• **TEXT EXCERPT**
□ □ □ □

Wednesday, July 15, 2009

Oh, the places you'll go ... maybe.

If you're like me, you like to spend your weekends inside gigantic convention halls and exposition centers, learning about things you may never need and meeting celebrities you have never heard of. Who needs daylight, am I right? And Connecticut is right there with you, supplying these events like they're going out of style (heck, we like these things so much the Hartford Expo is only 2 miles from the Hartford Convention Center).

Here are a few of my favorite upcoming events:

Did you watch The Wrestler and think, "You know, I think I need a firsthand look at that lifestyle?" Then keep August 2nd open, because that's when the Pro Wrestling Icons convention hits the Courtyard Marriott in Cromwell. See Terry Funk! See The Giant Silva! See .... this guy:


I guess he's supposed to be an umpire? Wait, I get it, he's from New York!

□ □ □ □

• **ENTRIES SUPPLIED**

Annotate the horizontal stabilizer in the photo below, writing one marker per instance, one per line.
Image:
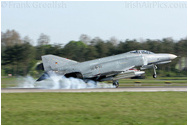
(43, 77)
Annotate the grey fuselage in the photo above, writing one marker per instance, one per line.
(111, 66)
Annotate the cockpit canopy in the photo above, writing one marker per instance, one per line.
(141, 52)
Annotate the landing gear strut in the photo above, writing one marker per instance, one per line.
(116, 83)
(154, 69)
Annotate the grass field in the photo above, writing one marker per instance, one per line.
(126, 108)
(174, 81)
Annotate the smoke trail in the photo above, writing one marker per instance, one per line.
(59, 82)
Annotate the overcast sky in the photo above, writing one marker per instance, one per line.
(65, 21)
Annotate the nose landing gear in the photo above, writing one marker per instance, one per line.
(116, 83)
(154, 69)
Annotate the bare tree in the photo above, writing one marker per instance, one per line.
(85, 39)
(10, 38)
(114, 41)
(43, 39)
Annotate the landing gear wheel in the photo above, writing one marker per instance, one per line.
(116, 84)
(154, 75)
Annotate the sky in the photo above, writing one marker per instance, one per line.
(66, 21)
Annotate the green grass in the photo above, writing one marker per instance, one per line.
(126, 108)
(176, 81)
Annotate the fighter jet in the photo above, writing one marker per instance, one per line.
(110, 68)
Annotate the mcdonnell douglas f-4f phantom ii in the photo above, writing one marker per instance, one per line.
(110, 68)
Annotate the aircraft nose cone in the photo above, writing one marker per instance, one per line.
(172, 56)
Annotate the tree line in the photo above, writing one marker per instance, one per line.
(19, 56)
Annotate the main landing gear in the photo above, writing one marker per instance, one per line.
(116, 83)
(154, 69)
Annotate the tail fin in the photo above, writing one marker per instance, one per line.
(51, 62)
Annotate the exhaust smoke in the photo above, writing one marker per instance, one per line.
(60, 82)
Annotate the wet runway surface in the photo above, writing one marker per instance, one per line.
(120, 89)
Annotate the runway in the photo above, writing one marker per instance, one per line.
(121, 89)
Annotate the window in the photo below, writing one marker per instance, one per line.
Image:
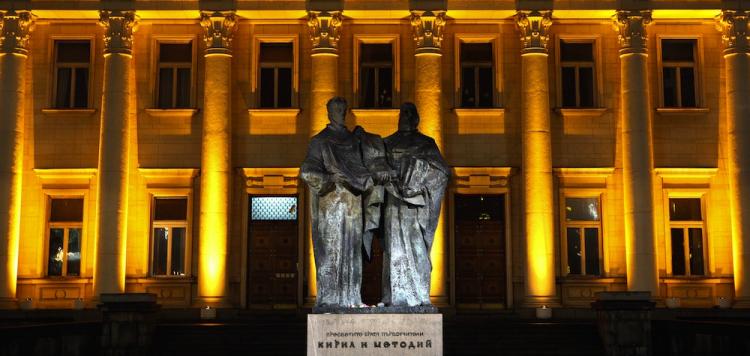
(65, 230)
(376, 75)
(678, 72)
(169, 240)
(275, 75)
(582, 239)
(687, 237)
(577, 73)
(72, 62)
(477, 75)
(175, 75)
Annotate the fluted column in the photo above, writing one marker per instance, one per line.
(734, 26)
(114, 138)
(324, 29)
(14, 35)
(537, 158)
(427, 27)
(216, 158)
(637, 151)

□ □ □ □

• **TASK REQUIREMENTS**
A – According to the Connecticut conventions blog post, where will the Pro Wrestling Icons convention be held?
B – Pick up the Connecticut conventions blog post after its final line and write the next paragraph.
The rows come from a separate source, unrelated to the post.

• **EXPECTED RESPONSES**
A – At the Courtyard Marriott in Cromwell.

B –
Anyway, don't take my word for it. Here's their commercial:


Oh, it's going to be quite the event. Lots of greased men, lots of stringy, sweaty hair, lots of women in tight tops and too much make-up. Hey, according to the website, King Kong Bundy is going to be there. That's all the advertising I need. I'm sold. Who do I give my $99 to? (Yes, the "superticket" to the expo, which allows one autograph and one photo-op with each special guest, costs $99. Make sure you bring your own camera. They don't supply the photos, only the opportunities. And don't haggle. Some of these guys probably need the money.) Just promise to not beat me up. I'm fragile.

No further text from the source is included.